## What you need to do
**A)** Translate this sentence from the article on Ireland at Eurovision 1986 into Spanish: "Radio Telefís Éireann (RTÉ) held the twenty-first edition of the National Song Contest on 30 March 1986 at its studios in Dublin, hosted by Mike Murphy."
**B)** From the article on Ireland at Eurovision 1986, echo the passage starting at "- Artist: Luv" up to and including "a national final.".
**C)** According to the article on Ireland at Eurovision 1986, how many regional juries chose the winning song of the National Song Contest?

## Text provided
• • • • •

- Participating broadcaster: Radio Telefís Éireann (RTÉ)
- Country: Ireland
- Selection process: National Song Contest
- Selection date: 30 March 1986

Competing entry
- Song: "You Can Count On Me"
- Artist: Luv Bug
- Songwriter: Kevin Sheerin

Placement
- Final result: 4th, 96 points

Participation chronology

= Ireland in the Eurovision Song Contest 1986 =

Ireland was represented at the Eurovision Song Contest 1986 with the song "You Can Count On Me", written by Kevin Sheerin, and performed by the group Luv Bug. The Irish participating broadcaster, Radio Telefís Éireann (RTÉ), selected its entry through a national final.

==Before Eurovision==

=== National Song Contest ===
Radio Telefís Éireann (RTÉ) held the twenty-first edition of the National Song Contest on 30 March 1986 at its studios in Dublin, hosted by Mike Murphy. Eleven regional juries across Ireland selected the winning song, "You Can Count On Me", performed by the group Luv Bug and composed by Kevin Sheerin.

| R/O | Artist | Song | Points | Place |
|---|---|---|---|---|
| 1 | Fran Meen | "Here in the Night" | 12 | 5 |
| 2 | Luv Bug | "You Can Count On Me" | 35 | 1 |
| 3 | Theresa Lowe | "Only the Lonely Survive" | 2 | 8 |
| 4 | The Rockets | "Life in the City" | 3 | 6 |
| 5 | John Spillane and Mandy Murphy | "Ringo" | 3 | 6 |
| 6 | Honor Heffernan | "Honey" | 19 | 3 |
| 7 | Loudest Whisper | "Johnny, Where Are You Now?" | 22 | 2 |
| 8 | Linda Martin | "If I Can Change Your Mind" | 14 | 4 |
| 9 | Jim Walsh | "I'll Never Love Again" | 0 | 9 |

Detailed Regional Jury Votes
| R/O | Song | Dublin County | Dundalk | Manorhamilton | Gweedore | Clifden | Dingle | Cobh | Kilkenny | Rosslare | Mullingar | Dublin Central | Total |
|---|---|---|---|---|---|---|---|---|---|---|---|---|---|
| 1 | "Here in the Night" |  | 1 |  |  | 2 |  |  | 1 | 6 | 1 | 1 | 12 |
| 2 | "You Can Count On Me" |  |  | 7 | 4 | 7 | 7 | 2 |  | 3 | 4 | 1 | 35 |
| 3 | "Only the Lonely Survive" |  |  |  |  |  |  |  | 1 |  | 1 |  | 2 |
| 4 | "Life in the City" | 1 |  |  |  |  |  |  |  |  | 1 | 1 | 3 |
| 5 | "Ringo" |  | 2 |  |  |  | 1 |  |  |  |  |  | 3 |
| 6 | "Honey" | 4 |  | 2 | 2 | 1 | 1 |  | 2 |  |  | 7 | 19 |
| 7 | "Johnny, Where Are You Now?" | 2 |  | 1 | 2 |  | 1 | 8 | 5 |  | 3 |  | 22 |
| 8 | "If I Can Change Your Mind" | 3 | 7 |  | 2 |  |  |  | 1 | 1 |  |  | 14 |
| 9 | "I'll Never Love Again" |  |  |  |  |  |  |  |  |  |  |  | 0 |

==At Eurovision==
Luv Bug performed twelfth on the night of the contest, following and preceding . At the close of the voting the song had received 96 points, placing 4th in a field of 20 competing countries. This high placing was the third of five straight top ten finishes, and was the run-up to Ireland's win in Brussels the next year.

• • • • •

## Dataset extract

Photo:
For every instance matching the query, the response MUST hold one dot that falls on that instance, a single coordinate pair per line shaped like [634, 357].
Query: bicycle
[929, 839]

• • • • •

## Outputs in order
**A)** Radio Telefís Éireann (RTÉ) celebró la vigesimoprimera edición del National Song Contest el 30 de marzo de 1986 en sus estudios de Dublín, con Mike Murphy como presentador.

**B)**
- Artist: Luv Bug
- Songwriter: Kevin Sheerin

Placement
- Final result: 4th, 96 points

Participation chronology

= Ireland in the Eurovision Song Contest 1986 =

Ireland was represented at the Eurovision Song Contest 1986 with the song "You Can Count On Me", written by Kevin Sheerin, and performed by the group Luv Bug. The Irish participating broadcaster, Radio Telefís Éireann (RTÉ), selected its entry through a national final.

**C)** Eleven regional juries.